Re: [Amel Yacht Owners] "Permanent" on 12v/24v


Thomas Peacock
 

Hi Gary,

I went through a similar experience about a year ago with the nav station wiring. As always, I was impressed by the design, workmanship, and accessibility of the boat. The “permanent” (how easy it is when the English word was directly borrowed from French) Sailor unit was a little mystery, indeed I found it fed the alway hot wire on our AM/FM radio, to store the presets. Oliver was kind enough to elucidate the design for me, below is his note. 

Tom Peacock
SM 240 Aletes
Rock Hall, Maryland; heading for Antigua November 3

Hello everybody, especially the happy SM owners and their tricky and nicely wired nav station!!

You all have three power supplies, located under the nav station, most of them SAILOR, that turn 24V into 12V, for a maximum output of 6 Amps (if you draw more, you blow the fuse inside the box).
One of them is labelled PERMANENT.
This power supply only feeds the auto-radio with 12V. It is permanently wired to the 24V battery set, without going through the main breakers.
Why is that? In order that the memory of the auto-radio is permanently fed and doesn't lose its preset stations.
BUT, you have all noticed that, when you turn off the breaker (NAVIGATION or INSTRUMENTS) in the hanging locker, you cannot turn on the radio. So you might think the radio is NOT permanently fed.
Indeed it is not.
How does AMEL do that?
There are two wires that feed the auto-radio, one feeds directly the memory system from the SAILOR power supply, one feeds the auto-radio through a relay that is activated only when you get power through the INSTRUMENTS breaker.
If you pay careful attention, when you turn on the INSTRUMENTS breaker, you can hear a CLICK noise coming from the back of the nav station, that's the famous relays that allow 12V power to go to the auto-radio. This relay is activated with 24V.
There are two relays one for the 12V positive, one for the 12V negative.

This system is more complicate than on a car because you need to turn 24V into 12V and you don't get negative through the body of the car but with a wire.

If you look at the back of the main breakers, in the passageway, you will find two small wires connected to the 24V positive and negative inputs of these breakers. These wires feed the PERMANENT SAILOR power supply. You will find connectors on these wires that allow you to disconnect the power supply.
In later SMs and the 54s a switch has been installed on the PERMANENT power supply green box, (or behind the wooden board on starboard side of the nav station in the 54) in order you can easily turn it off. Why? this is for those who leave their boat unattended for a while, without a charge possibility (highly recommended) and who don't want the PERMANENT power supply to empty their batteries (which happens within 3 months).
****
Task set:
• 1. In the Amel wiring post, how long does it take the PERMANENT power supply to empty the batteries on an unattended boat with no charging?
• 2. Extend the Amel wiring post, starting after its last sentence.
****
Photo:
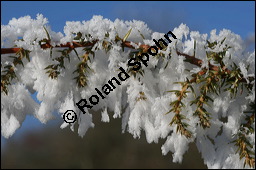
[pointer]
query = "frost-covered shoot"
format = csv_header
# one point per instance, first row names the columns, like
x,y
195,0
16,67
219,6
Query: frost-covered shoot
****
Responses to the exercise:
• 1. Within 3 months.

• 2.
There is a second item which is permanently connected to the 24V batteries and cannot be turned off:
The battery monitor. But this one is permanently drawing less than the SAILOR power supply.

Take your torch lights and chase for the relays and their wirings.

Olivier from sunny Saint-Martin.


On Oct 15, 2017, at 4:04 AM, gary@... [amelyachtowners] <amelyachtowners@...> wrote:

Greetings!

As I've been engrossed in the bowl-of-spaghetti called "wiring" it has been a true learning/labeling/discovering/pondering process.
I've pulled a lot of 'deadwood' wiring out, upgraded and updated some of the not-so-stellar runs and connections and made a couple of (what I think are) improvements to the back-and-forth wire runs I've discovered.  
The wire Chase's were all stuffed soooo tightly, and when the old equipment came out (years ago, I guess) the cabling was just left in place. It's all good now,but I have a question about the three "Sailor" 24v-to-12v converters.
They appeared to be routed through one of the three breakers in the wet locker area (on the aft wall of the nav station) but one is marked "Permanent" which would seem to indicate it's 'hot' all the time.
Except for keeping data in the CD Player, is there a compelling reason this converter could not be switched off as well? I mean it probably draws next to nothing (all three of them combined are less than one amp when idle) but every quarter of an amp counts :)
As near as I can tell, all the 12v equipment (VHF, Autohelm, B&G computer, Chain Counter, AIS and stereo system) would not suffer from a switchable supply.
Is there something aboard, either 24v or 12v, that definitely requires permanent power?
Thanks in advance. It's been a heck of a project so far .. started out chasing a lost GPS signal and have been rewiring for two weeks now. The wire-tie folks love me :) 

Gary W.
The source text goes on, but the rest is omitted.